((
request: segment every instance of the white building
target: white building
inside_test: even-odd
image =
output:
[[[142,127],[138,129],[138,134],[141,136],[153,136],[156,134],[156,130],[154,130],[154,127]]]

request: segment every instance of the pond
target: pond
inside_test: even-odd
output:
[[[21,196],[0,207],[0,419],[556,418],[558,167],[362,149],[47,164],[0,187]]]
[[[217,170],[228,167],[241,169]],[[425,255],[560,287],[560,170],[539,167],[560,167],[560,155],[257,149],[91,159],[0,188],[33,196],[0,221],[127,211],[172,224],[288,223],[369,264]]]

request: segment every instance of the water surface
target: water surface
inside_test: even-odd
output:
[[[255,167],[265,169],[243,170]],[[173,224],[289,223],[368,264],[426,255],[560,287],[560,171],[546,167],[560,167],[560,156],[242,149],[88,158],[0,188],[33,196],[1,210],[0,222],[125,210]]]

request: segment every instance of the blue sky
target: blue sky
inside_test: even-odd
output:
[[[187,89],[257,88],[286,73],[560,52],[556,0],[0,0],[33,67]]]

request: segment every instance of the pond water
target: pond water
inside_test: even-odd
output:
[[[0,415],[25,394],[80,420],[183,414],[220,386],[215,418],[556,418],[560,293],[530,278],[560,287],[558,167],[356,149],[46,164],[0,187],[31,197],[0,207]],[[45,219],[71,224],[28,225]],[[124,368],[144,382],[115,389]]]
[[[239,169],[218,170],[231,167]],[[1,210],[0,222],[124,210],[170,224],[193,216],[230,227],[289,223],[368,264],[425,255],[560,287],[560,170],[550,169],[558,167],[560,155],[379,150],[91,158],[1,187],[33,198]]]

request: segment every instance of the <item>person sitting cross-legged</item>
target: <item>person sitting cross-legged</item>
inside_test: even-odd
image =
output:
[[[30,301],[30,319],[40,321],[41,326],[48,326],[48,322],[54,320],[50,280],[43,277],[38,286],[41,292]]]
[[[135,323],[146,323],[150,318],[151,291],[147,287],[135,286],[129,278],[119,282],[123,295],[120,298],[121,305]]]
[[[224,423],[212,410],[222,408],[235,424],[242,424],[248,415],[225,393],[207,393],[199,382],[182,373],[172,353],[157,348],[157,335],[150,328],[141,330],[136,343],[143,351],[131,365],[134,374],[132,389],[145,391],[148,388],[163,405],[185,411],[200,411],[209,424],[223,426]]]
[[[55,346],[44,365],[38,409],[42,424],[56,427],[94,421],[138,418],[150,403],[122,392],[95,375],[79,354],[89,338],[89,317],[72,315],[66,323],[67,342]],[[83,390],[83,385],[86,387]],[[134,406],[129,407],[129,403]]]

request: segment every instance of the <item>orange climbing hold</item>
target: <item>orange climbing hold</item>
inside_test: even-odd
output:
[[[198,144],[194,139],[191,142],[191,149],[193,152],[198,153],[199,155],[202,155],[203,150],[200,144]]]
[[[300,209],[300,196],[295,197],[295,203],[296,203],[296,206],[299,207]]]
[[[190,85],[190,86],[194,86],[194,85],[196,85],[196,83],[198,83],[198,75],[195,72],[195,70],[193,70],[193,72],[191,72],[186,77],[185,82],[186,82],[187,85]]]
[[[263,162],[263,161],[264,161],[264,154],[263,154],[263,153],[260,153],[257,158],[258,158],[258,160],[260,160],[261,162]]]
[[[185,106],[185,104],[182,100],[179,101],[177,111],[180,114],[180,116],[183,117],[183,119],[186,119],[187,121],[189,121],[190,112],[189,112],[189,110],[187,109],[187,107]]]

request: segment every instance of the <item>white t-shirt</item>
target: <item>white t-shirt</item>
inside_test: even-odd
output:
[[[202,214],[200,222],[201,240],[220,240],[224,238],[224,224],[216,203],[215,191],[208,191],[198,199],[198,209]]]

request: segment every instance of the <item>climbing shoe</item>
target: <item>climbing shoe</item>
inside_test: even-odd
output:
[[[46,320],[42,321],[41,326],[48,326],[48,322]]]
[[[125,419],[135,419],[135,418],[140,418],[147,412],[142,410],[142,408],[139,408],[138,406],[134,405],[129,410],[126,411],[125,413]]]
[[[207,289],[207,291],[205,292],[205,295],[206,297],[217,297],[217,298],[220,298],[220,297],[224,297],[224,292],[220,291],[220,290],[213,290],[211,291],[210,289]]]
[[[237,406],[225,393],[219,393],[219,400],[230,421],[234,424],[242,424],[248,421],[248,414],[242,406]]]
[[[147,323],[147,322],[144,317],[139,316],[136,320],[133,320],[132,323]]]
))
> Task goal:
Your task is to transcribe the listing above in full, exactly as given.

> Answer to the problem:
request: segment every instance of the white building
target: white building
inside_test: even-odd
image =
output:
[[[142,127],[138,129],[138,134],[141,136],[153,136],[156,134],[156,130],[154,130],[154,127]]]

request: segment every instance of the pond
target: pond
inside_test: even-odd
output:
[[[21,196],[0,207],[0,419],[556,418],[558,167],[362,149],[47,164],[0,187]]]
[[[217,170],[228,167],[241,169]],[[425,255],[560,287],[560,170],[539,167],[560,167],[560,155],[257,149],[91,159],[0,188],[33,196],[0,221],[127,211],[172,224],[288,223],[369,264]]]

request: segment every instance of the water surface
target: water surface
inside_test: even-odd
output:
[[[255,167],[265,169],[243,170]],[[173,224],[289,223],[368,264],[426,255],[560,287],[560,171],[546,167],[560,167],[560,156],[242,149],[88,158],[0,188],[33,196],[1,210],[0,222],[125,210]]]

request: segment every instance of the blue sky
target: blue sky
inside_test: even-odd
output:
[[[187,89],[257,88],[286,73],[560,52],[556,0],[0,0],[33,67]]]

request: segment every instance of the pond water
target: pond water
inside_test: even-odd
output:
[[[0,415],[25,394],[80,420],[183,414],[220,386],[215,418],[556,418],[560,293],[530,278],[560,287],[558,167],[356,149],[46,164],[0,187],[31,197],[0,207]],[[45,219],[71,224],[28,225]],[[124,368],[144,382],[115,389]]]
[[[239,169],[218,170],[231,167]],[[1,210],[0,222],[124,210],[170,224],[193,216],[230,227],[289,223],[368,264],[425,255],[560,287],[560,170],[550,169],[558,167],[560,155],[379,150],[91,158],[1,187],[33,198]]]

request: segment every instance of the <item>person sitting cross-legged</item>
target: <item>person sitting cross-legged</item>
inside_test: even-odd
image =
output:
[[[30,301],[30,319],[40,321],[41,326],[48,326],[48,322],[54,320],[50,280],[43,277],[38,286],[41,292]]]
[[[135,323],[146,323],[150,318],[151,291],[147,287],[135,286],[129,278],[119,282],[123,295],[120,298],[121,305]]]
[[[224,423],[212,410],[222,408],[235,424],[242,424],[248,415],[225,393],[207,393],[199,382],[182,373],[172,353],[157,348],[157,335],[150,328],[141,330],[136,343],[143,351],[131,365],[134,374],[132,389],[145,391],[148,388],[163,405],[185,411],[200,411],[209,424],[223,426]]]
[[[55,346],[44,365],[38,409],[42,424],[56,427],[94,421],[138,418],[150,403],[122,392],[95,375],[79,354],[89,338],[89,317],[72,315],[66,323],[67,342]],[[83,390],[83,385],[86,387]],[[134,406],[129,407],[129,403]]]

request: segment every instance of the <item>orange climbing hold</item>
target: <item>orange climbing hold</item>
inside_test: even-odd
output:
[[[198,144],[194,139],[191,142],[191,149],[193,152],[198,153],[199,155],[202,155],[203,150],[200,144]]]
[[[300,209],[300,196],[295,197],[295,203],[296,203],[296,206],[299,207]]]
[[[190,85],[190,86],[194,86],[194,85],[196,85],[196,83],[198,83],[198,75],[195,72],[195,70],[193,70],[193,72],[191,72],[186,77],[185,82],[186,82],[187,85]]]
[[[263,162],[263,161],[264,161],[264,154],[263,154],[263,153],[260,153],[257,158],[258,158],[258,160],[260,160],[261,162]]]
[[[185,106],[185,104],[182,100],[179,101],[177,111],[180,114],[180,116],[183,117],[183,119],[186,119],[187,121],[189,121],[190,112],[189,112],[189,110],[187,109],[187,107]]]

request: segment every instance of the <item>white t-shirt</item>
target: <item>white t-shirt</item>
inside_test: even-odd
output:
[[[202,214],[200,222],[201,240],[220,240],[224,238],[224,224],[216,203],[215,191],[208,191],[198,199],[198,209]]]

request: segment every instance of the <item>climbing shoe</item>
target: <item>climbing shoe</item>
inside_test: even-odd
output:
[[[46,320],[42,321],[41,326],[48,326],[48,322]]]
[[[125,419],[135,419],[135,418],[140,418],[147,412],[142,410],[142,408],[139,408],[138,406],[134,405],[129,410],[126,411],[125,413]]]
[[[207,289],[207,291],[205,292],[205,295],[206,297],[217,297],[217,298],[220,298],[220,297],[224,297],[224,292],[220,291],[220,290],[213,290],[211,291],[210,289]]]
[[[237,406],[225,393],[219,393],[219,400],[230,421],[234,424],[242,424],[248,421],[248,414],[242,406]]]
[[[147,323],[147,322],[144,317],[139,316],[136,320],[133,320],[132,323]]]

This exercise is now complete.